- [Task to carry out] Copy the data that follows, exactly and completely.

Raw data START

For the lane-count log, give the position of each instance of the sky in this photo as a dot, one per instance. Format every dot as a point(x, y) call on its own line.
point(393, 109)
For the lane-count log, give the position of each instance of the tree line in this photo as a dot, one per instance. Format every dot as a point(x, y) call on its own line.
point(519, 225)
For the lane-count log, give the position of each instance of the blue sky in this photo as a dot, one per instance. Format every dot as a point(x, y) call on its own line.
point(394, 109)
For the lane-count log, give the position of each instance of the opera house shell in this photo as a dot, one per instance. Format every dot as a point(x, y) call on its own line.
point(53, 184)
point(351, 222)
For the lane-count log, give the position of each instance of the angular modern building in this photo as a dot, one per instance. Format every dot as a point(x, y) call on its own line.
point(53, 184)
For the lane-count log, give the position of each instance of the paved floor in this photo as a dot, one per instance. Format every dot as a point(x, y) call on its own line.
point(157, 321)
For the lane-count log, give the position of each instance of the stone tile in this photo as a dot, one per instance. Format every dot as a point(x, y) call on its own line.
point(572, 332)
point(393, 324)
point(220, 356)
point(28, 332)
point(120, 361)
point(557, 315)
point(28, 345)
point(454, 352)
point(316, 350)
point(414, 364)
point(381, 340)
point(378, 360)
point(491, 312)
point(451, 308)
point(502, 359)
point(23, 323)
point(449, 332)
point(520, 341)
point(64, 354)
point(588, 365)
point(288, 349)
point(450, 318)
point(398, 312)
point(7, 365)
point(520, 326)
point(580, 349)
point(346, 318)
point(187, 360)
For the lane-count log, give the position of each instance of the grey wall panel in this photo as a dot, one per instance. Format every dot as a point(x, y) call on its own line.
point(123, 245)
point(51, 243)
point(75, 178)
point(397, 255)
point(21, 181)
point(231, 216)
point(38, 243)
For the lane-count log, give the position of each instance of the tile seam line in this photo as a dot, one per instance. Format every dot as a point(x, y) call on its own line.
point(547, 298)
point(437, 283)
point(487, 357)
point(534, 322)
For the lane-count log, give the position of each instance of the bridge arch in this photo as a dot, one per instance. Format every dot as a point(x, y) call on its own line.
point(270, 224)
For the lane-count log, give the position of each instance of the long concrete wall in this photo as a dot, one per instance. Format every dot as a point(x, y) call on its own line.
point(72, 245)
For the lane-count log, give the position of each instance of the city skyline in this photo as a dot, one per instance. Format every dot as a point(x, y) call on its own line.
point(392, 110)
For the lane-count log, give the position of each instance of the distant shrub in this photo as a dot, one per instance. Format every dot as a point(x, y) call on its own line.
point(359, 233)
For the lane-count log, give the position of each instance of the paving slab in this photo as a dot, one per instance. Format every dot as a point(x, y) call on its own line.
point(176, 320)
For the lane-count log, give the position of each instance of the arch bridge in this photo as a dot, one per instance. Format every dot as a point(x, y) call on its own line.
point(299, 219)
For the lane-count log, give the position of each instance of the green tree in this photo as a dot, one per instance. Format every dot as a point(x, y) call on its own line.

Raw data END

- [Written response]
For the lane-count log, give the position of each instance of the sky in this photo as a dot, one per instance. Format every dot as a point(x, y) call on its own line.
point(393, 109)
For the lane-count log, give the position of each instance of the tree line in this photo as a dot, one per instance. Format every dot as a point(x, y) call on its own line.
point(519, 225)
For the lane-count log, give the position of each instance of the blue sky in this photo as a dot, one per instance. Format every dot as a point(x, y) call on its own line.
point(394, 109)
For the lane-count log, give the position of each instance of the opera house shell in this photo as a dot, one per instance. Format every dot as a point(x, y) call on its own line.
point(53, 184)
point(351, 222)
For the lane-count log, give the position of each instance of the angular modern building in this photo as a dot, one per instance. Format every dot as a point(x, y) call on its own line.
point(53, 184)
For the lane-count log, give the position of each instance of the paved floor in this photo as a dot, one per instance. Format every dot as a point(x, y) call on its own line.
point(157, 321)
For the lane-count log, give the position of each instance of the stone tile in this photo as a dot, one per instance. Format every dot as a point(x, y) call on its own line.
point(572, 332)
point(393, 324)
point(220, 356)
point(28, 332)
point(120, 361)
point(557, 315)
point(28, 345)
point(454, 352)
point(316, 350)
point(414, 364)
point(381, 340)
point(378, 360)
point(491, 312)
point(451, 308)
point(502, 359)
point(23, 323)
point(449, 332)
point(520, 341)
point(64, 354)
point(588, 365)
point(288, 349)
point(450, 318)
point(398, 312)
point(7, 365)
point(520, 326)
point(580, 349)
point(346, 318)
point(187, 360)
For the lane-count log, give the position of each instance of the grey wall panel in this photo as a dot, one per instance. Format every dot as a point(x, y) call on its own line.
point(123, 245)
point(51, 243)
point(75, 178)
point(397, 255)
point(21, 181)
point(231, 216)
point(38, 243)
For the lane-count log, give the position of each instance of the tile seam line in this photo as a dot, one per instance. Format every dot as a point(x, y) call on its own line.
point(547, 298)
point(437, 283)
point(487, 357)
point(534, 322)
For the lane-count log, give the position of each instance of the bridge arch in this photo as a dot, one per instance. Format every dot as a point(x, y) call on its own line.
point(270, 224)
For the lane-count log, give the position of each instance of the long concrete wall in this photo as a dot, one per instance. Format every dot as a point(x, y) call on its own line.
point(72, 245)
For the lane-count log, give the position of each instance of the city skyline in this photo as a dot, one per instance. Format every dot as a point(x, y) call on its own line.
point(392, 110)
For the lane-count log, give the position of each instance of the distant shrub in this photo as a dot, one per instance. Format every dot as a point(x, y) call on its own line.
point(359, 233)
For the lane-count log, give the position of each instance of the paving slab in this photo as a dot, one per instance. Format every dot as a point(x, y) call on its own line.
point(176, 320)
For the lane-count log, give the position of each instance of the arch bridge in this photo as a dot, one per instance. Format every dot as a point(x, y) call on its own line.
point(299, 219)
For the lane-count log, give the position of each instance of the green tree in this photo as a dot, one per instance. Format every dot as a point(x, y) call on its own line.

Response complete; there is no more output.